*WORK INSTRUCTIONS*
[1] Using the passage about Carroll Quigley, answer these:
(a) How many pages long is the history he wrote?
(b) What is that book's title?
(c) How is the Council on Foreign Relations usually described?
[2] Please repeat the passage about Carroll Quigley word for word, from "Yet... just a" to "and other universities.".

Yet... just a couple of minutes more... a man named Professor Carroll Quigley wrote a long history of 1300 pages. It is hard to read, and in here is a log of history on this Council on Foreign Relations which I have been talking about, and a lot of similar groups. He was a member. Carroll Quigley was a member of CFR. He was a rather illustrious professor. The title of this book is, "Tragedy and Hope". He was a teacher at Harvard and Princeton and other universities.

Now, usually, this CFR, Council on Foreign Relations, is very low profile. But Professor Quigley... a member of the organization, mind you, he broke the silence with the reasoning – this is his reasoning in here – that the truth could be told now, since the conspiracy had such a stronghold that American patriots could not successfully counter-revolt.

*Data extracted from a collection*
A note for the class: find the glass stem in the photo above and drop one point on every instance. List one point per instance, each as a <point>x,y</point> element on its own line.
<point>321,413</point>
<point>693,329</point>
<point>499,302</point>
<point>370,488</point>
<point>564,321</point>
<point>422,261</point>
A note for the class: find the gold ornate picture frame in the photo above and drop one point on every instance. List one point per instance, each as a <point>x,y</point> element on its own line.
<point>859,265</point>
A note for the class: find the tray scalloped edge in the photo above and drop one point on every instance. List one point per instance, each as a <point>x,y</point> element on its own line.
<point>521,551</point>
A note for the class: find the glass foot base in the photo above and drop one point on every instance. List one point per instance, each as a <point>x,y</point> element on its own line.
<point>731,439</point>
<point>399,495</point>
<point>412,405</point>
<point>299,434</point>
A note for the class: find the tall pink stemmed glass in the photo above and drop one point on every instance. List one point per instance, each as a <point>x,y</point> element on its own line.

*RESPONSES FOR EACH TASK*
[1]
(a) 1300 pages
(b) "Tragedy and Hope"
(c) Very low profile

[2]
Yet... just a couple of minutes more... a man named Professor Carroll Quigley wrote a long history of 1300 pages. It is hard to read, and in here is a log of history on this Council on Foreign Relations which I have been talking about, and a lot of similar groups. He was a member. Carroll Quigley was a member of CFR. He was a rather illustrious professor. The title of this book is, "Tragedy and Hope". He was a teacher at Harvard and Princeton and other universities.